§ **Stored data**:
☆ ☆ ☆ ☆ ☆ ☆ ☆

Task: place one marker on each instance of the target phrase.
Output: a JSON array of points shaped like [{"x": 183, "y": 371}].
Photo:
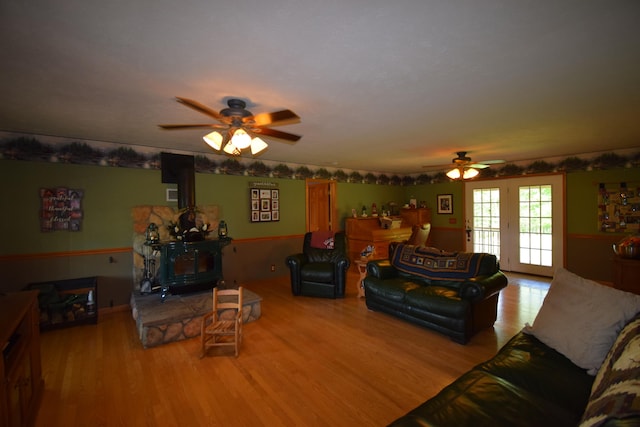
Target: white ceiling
[{"x": 380, "y": 86}]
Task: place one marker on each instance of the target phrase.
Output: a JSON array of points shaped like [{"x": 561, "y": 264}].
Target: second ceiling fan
[
  {"x": 237, "y": 127},
  {"x": 464, "y": 168}
]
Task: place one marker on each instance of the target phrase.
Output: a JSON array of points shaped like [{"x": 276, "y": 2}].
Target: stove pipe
[{"x": 180, "y": 169}]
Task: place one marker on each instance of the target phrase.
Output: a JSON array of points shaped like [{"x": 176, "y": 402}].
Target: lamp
[
  {"x": 467, "y": 173},
  {"x": 231, "y": 149},
  {"x": 214, "y": 139},
  {"x": 239, "y": 141},
  {"x": 257, "y": 145}
]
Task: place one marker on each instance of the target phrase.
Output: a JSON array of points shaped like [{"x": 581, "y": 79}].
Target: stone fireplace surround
[
  {"x": 162, "y": 216},
  {"x": 179, "y": 317}
]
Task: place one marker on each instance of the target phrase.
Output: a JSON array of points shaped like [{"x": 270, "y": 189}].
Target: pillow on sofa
[
  {"x": 419, "y": 234},
  {"x": 615, "y": 393},
  {"x": 581, "y": 318}
]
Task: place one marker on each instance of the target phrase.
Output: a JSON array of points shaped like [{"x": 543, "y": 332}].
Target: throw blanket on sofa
[{"x": 436, "y": 265}]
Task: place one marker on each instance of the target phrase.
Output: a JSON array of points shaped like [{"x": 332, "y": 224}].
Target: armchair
[{"x": 319, "y": 271}]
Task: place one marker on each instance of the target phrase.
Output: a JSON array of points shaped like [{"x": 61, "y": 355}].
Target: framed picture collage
[{"x": 265, "y": 204}]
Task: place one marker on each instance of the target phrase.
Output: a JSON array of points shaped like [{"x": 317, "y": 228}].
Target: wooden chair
[{"x": 223, "y": 326}]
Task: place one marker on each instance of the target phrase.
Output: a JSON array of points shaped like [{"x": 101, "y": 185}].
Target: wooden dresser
[
  {"x": 21, "y": 380},
  {"x": 362, "y": 232}
]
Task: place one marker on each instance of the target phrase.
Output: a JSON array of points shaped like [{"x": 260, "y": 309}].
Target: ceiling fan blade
[
  {"x": 275, "y": 119},
  {"x": 289, "y": 137},
  {"x": 193, "y": 126},
  {"x": 199, "y": 107},
  {"x": 492, "y": 162}
]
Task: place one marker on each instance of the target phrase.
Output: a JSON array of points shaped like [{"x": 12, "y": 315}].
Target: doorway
[
  {"x": 520, "y": 220},
  {"x": 321, "y": 205}
]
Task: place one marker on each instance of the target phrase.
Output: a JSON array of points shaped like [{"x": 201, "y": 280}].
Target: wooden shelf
[
  {"x": 626, "y": 274},
  {"x": 21, "y": 380},
  {"x": 362, "y": 232}
]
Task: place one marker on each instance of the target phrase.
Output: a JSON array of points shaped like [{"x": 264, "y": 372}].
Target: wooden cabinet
[
  {"x": 415, "y": 216},
  {"x": 21, "y": 381},
  {"x": 67, "y": 302},
  {"x": 362, "y": 232},
  {"x": 626, "y": 274}
]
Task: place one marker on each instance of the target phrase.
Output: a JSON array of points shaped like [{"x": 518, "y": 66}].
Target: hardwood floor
[{"x": 305, "y": 362}]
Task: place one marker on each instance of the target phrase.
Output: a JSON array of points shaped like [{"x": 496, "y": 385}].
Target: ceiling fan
[
  {"x": 464, "y": 168},
  {"x": 239, "y": 128}
]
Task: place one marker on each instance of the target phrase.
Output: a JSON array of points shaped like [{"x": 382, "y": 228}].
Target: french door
[{"x": 520, "y": 220}]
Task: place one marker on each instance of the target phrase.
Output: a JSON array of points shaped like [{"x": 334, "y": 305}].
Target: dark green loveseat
[{"x": 452, "y": 293}]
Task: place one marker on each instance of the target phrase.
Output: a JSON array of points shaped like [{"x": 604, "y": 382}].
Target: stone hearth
[{"x": 180, "y": 316}]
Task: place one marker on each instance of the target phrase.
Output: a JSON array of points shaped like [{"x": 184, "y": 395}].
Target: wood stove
[{"x": 191, "y": 266}]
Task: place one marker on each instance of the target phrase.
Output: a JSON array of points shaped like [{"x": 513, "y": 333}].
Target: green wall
[
  {"x": 110, "y": 193},
  {"x": 582, "y": 196}
]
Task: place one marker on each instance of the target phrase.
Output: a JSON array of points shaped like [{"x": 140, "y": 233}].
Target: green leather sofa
[
  {"x": 453, "y": 293},
  {"x": 530, "y": 384}
]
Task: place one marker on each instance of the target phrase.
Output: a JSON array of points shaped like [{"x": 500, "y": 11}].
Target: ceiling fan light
[
  {"x": 214, "y": 140},
  {"x": 231, "y": 149},
  {"x": 257, "y": 145},
  {"x": 241, "y": 139},
  {"x": 470, "y": 173},
  {"x": 454, "y": 173}
]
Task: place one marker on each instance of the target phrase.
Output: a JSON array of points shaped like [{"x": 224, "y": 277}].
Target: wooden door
[{"x": 320, "y": 201}]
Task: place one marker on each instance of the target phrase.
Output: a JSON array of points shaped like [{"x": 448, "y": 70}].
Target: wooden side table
[{"x": 362, "y": 269}]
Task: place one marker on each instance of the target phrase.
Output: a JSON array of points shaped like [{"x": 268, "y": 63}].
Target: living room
[{"x": 523, "y": 94}]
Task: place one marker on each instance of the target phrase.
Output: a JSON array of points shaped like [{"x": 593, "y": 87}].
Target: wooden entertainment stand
[{"x": 21, "y": 380}]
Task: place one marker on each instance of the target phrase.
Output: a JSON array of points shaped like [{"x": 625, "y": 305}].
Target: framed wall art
[
  {"x": 264, "y": 202},
  {"x": 445, "y": 203}
]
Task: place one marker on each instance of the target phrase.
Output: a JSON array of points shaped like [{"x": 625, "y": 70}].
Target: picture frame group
[{"x": 265, "y": 204}]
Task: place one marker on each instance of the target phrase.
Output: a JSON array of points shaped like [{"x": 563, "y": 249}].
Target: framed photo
[
  {"x": 265, "y": 204},
  {"x": 445, "y": 203},
  {"x": 265, "y": 216},
  {"x": 172, "y": 195}
]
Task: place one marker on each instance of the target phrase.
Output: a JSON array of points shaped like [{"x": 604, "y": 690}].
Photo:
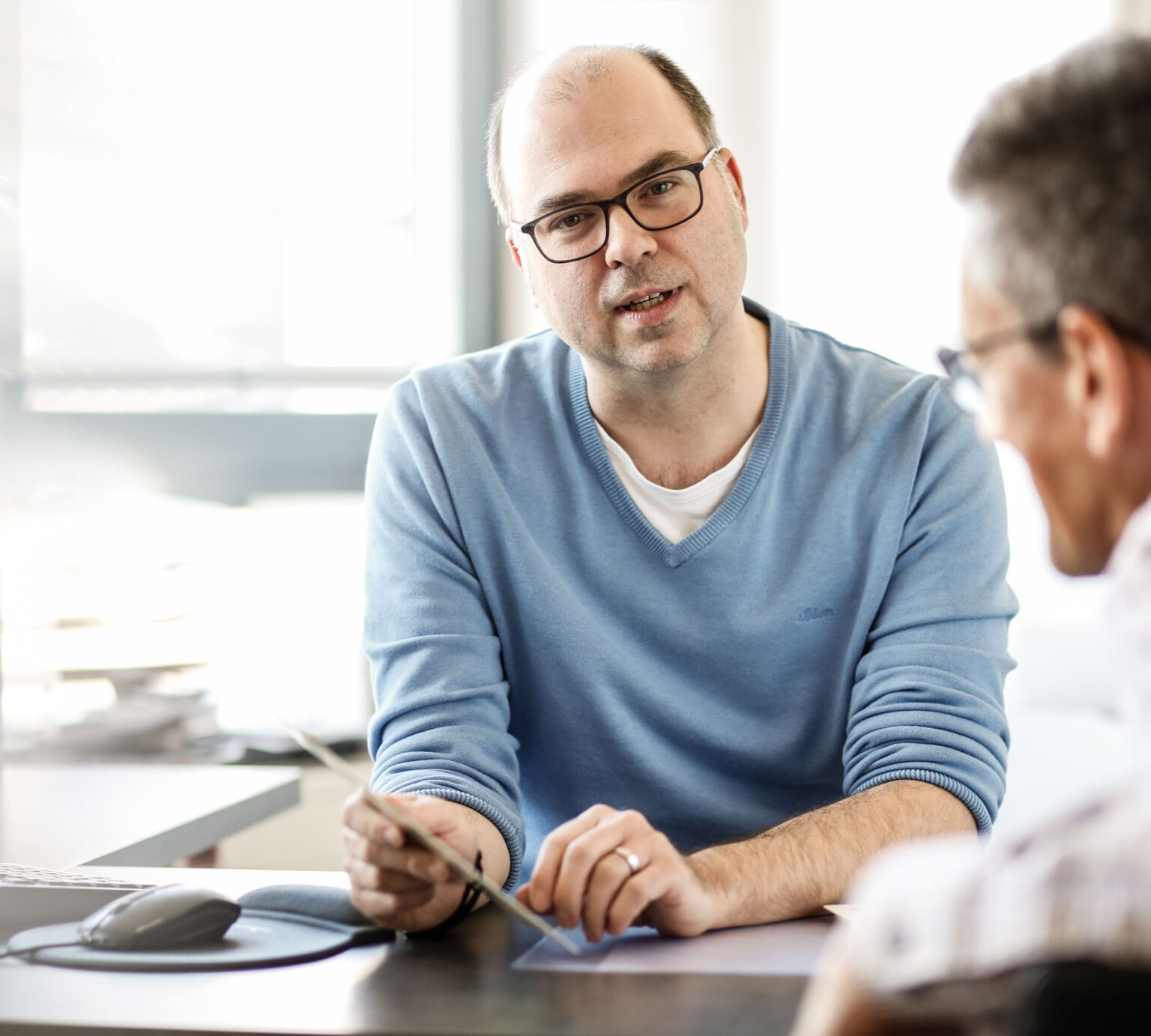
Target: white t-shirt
[{"x": 676, "y": 514}]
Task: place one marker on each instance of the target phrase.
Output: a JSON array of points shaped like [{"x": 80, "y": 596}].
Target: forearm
[
  {"x": 496, "y": 861},
  {"x": 811, "y": 860}
]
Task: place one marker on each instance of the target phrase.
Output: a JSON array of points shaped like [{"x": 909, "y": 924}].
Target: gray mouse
[{"x": 163, "y": 918}]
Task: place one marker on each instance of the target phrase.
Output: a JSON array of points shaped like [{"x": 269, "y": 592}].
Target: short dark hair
[
  {"x": 595, "y": 64},
  {"x": 1060, "y": 163}
]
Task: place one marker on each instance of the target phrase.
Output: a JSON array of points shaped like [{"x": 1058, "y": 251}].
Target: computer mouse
[{"x": 163, "y": 918}]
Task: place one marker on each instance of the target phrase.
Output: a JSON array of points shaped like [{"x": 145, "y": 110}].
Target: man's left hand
[{"x": 609, "y": 869}]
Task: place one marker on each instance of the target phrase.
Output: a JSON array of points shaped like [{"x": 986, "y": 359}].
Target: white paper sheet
[{"x": 788, "y": 948}]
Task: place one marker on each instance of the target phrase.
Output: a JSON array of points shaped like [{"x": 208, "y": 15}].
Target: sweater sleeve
[
  {"x": 927, "y": 701},
  {"x": 441, "y": 695}
]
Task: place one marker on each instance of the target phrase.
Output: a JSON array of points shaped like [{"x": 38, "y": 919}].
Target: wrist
[{"x": 721, "y": 894}]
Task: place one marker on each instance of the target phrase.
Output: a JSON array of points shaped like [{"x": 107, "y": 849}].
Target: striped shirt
[{"x": 1076, "y": 889}]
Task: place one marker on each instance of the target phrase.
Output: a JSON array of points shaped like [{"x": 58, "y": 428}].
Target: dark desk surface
[{"x": 456, "y": 984}]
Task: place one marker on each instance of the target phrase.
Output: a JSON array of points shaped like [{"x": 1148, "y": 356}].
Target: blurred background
[{"x": 228, "y": 225}]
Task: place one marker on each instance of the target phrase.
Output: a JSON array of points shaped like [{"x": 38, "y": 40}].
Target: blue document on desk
[{"x": 788, "y": 948}]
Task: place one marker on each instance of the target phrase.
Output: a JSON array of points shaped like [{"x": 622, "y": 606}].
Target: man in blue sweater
[{"x": 687, "y": 608}]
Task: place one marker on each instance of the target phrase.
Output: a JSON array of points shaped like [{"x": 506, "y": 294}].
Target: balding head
[{"x": 558, "y": 81}]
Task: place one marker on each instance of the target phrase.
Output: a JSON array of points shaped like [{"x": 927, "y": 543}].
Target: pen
[{"x": 425, "y": 838}]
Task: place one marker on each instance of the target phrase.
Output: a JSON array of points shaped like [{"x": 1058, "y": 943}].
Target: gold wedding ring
[{"x": 629, "y": 858}]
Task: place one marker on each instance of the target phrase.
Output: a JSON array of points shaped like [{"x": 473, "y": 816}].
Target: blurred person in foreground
[
  {"x": 689, "y": 607},
  {"x": 1057, "y": 315}
]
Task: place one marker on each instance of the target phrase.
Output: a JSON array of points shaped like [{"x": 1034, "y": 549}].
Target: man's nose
[{"x": 627, "y": 240}]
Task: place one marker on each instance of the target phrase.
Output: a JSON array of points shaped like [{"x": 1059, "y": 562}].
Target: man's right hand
[{"x": 395, "y": 882}]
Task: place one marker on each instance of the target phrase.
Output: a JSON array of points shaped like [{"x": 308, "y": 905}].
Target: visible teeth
[{"x": 648, "y": 303}]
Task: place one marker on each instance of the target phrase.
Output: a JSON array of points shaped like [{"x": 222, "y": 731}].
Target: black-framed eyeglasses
[
  {"x": 659, "y": 203},
  {"x": 964, "y": 378},
  {"x": 959, "y": 364}
]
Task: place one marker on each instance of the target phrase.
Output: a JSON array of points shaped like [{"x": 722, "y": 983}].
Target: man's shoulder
[{"x": 820, "y": 352}]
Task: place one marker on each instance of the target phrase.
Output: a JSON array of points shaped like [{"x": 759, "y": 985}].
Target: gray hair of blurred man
[
  {"x": 585, "y": 64},
  {"x": 1058, "y": 172}
]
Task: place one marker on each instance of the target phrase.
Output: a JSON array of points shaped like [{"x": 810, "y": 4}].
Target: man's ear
[
  {"x": 731, "y": 171},
  {"x": 510, "y": 237},
  {"x": 518, "y": 259},
  {"x": 1099, "y": 380}
]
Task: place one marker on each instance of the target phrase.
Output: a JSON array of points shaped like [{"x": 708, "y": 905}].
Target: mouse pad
[{"x": 277, "y": 926}]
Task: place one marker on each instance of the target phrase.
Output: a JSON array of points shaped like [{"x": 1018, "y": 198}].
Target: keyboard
[{"x": 31, "y": 897}]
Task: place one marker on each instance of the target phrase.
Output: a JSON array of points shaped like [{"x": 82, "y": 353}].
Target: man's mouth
[{"x": 650, "y": 302}]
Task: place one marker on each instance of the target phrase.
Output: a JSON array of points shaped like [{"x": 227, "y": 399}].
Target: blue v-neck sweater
[{"x": 537, "y": 647}]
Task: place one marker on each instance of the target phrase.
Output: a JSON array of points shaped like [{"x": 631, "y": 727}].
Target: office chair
[{"x": 1080, "y": 997}]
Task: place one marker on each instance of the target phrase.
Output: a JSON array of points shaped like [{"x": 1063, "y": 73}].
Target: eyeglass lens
[{"x": 656, "y": 204}]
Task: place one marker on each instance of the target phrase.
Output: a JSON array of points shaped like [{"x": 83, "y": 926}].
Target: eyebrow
[{"x": 656, "y": 163}]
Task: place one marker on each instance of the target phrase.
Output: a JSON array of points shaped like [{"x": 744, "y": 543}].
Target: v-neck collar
[{"x": 676, "y": 554}]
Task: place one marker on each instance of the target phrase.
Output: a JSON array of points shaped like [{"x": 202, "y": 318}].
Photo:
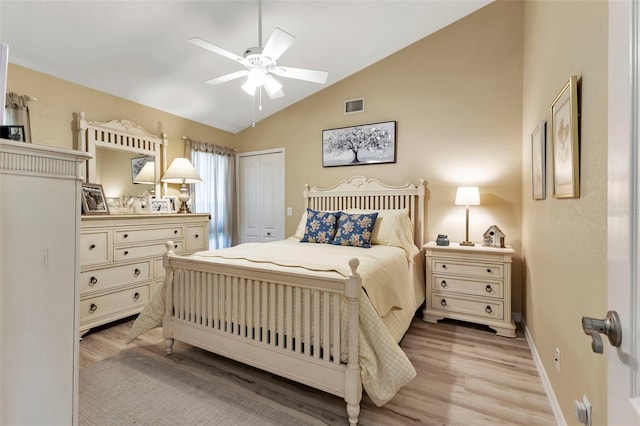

☆ ☆ ☆ ☆ ☆ ☆ ☆

§ **How to complete this task**: Restate, word for word and without pictures, the lines from the line containing "Target: eyebrow" to the last line of the records above.

§ **Reply to the task**:
Target: eyebrow
[{"x": 656, "y": 163}]
Task: place one marker on each instance of the target phrase.
Output: a JSON array of points shaped like [{"x": 744, "y": 543}].
Target: v-neck collar
[{"x": 676, "y": 554}]
Task: place one marker on each instance of the target phrase.
Output: a JSON array of points shaped like [{"x": 202, "y": 318}].
Photo:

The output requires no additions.